- [Task description]:
Repeat all entries below exactly as shown.
Supplied information Start Marker
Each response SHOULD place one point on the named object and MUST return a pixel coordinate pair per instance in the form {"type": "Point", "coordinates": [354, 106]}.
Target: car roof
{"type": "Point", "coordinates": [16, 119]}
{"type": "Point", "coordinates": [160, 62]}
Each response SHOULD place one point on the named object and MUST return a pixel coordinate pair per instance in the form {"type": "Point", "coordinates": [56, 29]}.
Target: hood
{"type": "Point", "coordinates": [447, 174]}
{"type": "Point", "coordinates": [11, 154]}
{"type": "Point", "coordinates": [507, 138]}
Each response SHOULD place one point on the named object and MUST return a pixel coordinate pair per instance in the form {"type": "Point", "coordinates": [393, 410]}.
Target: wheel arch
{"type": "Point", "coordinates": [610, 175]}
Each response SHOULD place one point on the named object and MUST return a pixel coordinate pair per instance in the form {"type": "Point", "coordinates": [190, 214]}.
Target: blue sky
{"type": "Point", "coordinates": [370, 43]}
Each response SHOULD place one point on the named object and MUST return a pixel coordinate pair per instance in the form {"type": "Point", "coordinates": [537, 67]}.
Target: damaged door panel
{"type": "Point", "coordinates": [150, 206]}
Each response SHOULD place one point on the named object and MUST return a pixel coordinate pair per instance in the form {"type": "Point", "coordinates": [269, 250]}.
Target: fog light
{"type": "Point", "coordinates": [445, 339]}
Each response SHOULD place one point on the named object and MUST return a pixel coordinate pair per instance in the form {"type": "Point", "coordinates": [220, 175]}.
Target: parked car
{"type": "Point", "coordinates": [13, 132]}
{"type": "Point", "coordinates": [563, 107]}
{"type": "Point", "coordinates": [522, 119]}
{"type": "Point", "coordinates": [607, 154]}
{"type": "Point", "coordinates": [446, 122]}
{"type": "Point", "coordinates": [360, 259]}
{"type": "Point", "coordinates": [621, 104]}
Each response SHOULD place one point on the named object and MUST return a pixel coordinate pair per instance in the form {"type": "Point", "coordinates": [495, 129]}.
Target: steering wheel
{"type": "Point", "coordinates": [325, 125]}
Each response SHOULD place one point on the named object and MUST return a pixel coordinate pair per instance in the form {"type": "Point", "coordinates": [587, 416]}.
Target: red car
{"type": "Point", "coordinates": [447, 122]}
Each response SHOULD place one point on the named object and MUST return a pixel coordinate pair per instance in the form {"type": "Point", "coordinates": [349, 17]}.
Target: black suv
Supplied information End Marker
- [Solution to this exercise]:
Each response SHOULD place one point on the named object and MUST return a pixel coordinate pair per instance in the form {"type": "Point", "coordinates": [354, 106]}.
Target: car roof
{"type": "Point", "coordinates": [16, 119]}
{"type": "Point", "coordinates": [160, 62]}
Each response SHOULD place one point on the named object and MUST return a pixel coordinate pair per instance in the form {"type": "Point", "coordinates": [56, 29]}.
Target: hood
{"type": "Point", "coordinates": [447, 174]}
{"type": "Point", "coordinates": [11, 154]}
{"type": "Point", "coordinates": [507, 138]}
Each response SHOULD place one point on the named object and MUST return a pixel coordinate pair per instance in the form {"type": "Point", "coordinates": [393, 410]}.
Target: wheel arch
{"type": "Point", "coordinates": [610, 175]}
Each response SHOULD place one point on the named object and MUST return a pixel coordinate pair per instance in the form {"type": "Point", "coordinates": [190, 214]}.
Target: blue sky
{"type": "Point", "coordinates": [370, 43]}
Each response SHOULD place one point on the named object and MUST return a pixel coordinate pair per instance in the form {"type": "Point", "coordinates": [537, 67]}.
Target: damaged door panel
{"type": "Point", "coordinates": [150, 206]}
Each response SHOULD place one point on the named object and MUST return a pixel coordinate pair per instance in the form {"type": "Point", "coordinates": [269, 250]}.
Target: fog light
{"type": "Point", "coordinates": [445, 339]}
Each response SHOULD place one point on the named object and MUST return a pixel coordinate pair per instance in the form {"type": "Point", "coordinates": [220, 175]}.
Target: parked car
{"type": "Point", "coordinates": [13, 132]}
{"type": "Point", "coordinates": [563, 107]}
{"type": "Point", "coordinates": [522, 119]}
{"type": "Point", "coordinates": [607, 154]}
{"type": "Point", "coordinates": [446, 122]}
{"type": "Point", "coordinates": [360, 259]}
{"type": "Point", "coordinates": [621, 104]}
Each response SHOULD place one point on the named object and MUST return a pixel coordinate pair per instance in the form {"type": "Point", "coordinates": [495, 129]}.
Target: steering wheel
{"type": "Point", "coordinates": [325, 125]}
Each response SHOULD place one point on the named object and MUST return a pixel coordinate pair per instance in the form {"type": "Point", "coordinates": [587, 416]}.
Target: red car
{"type": "Point", "coordinates": [447, 122]}
Each response SHOULD place one point on the named object and MUST return a pixel coordinate pair per instance in the form {"type": "Point", "coordinates": [349, 17]}.
Target: black suv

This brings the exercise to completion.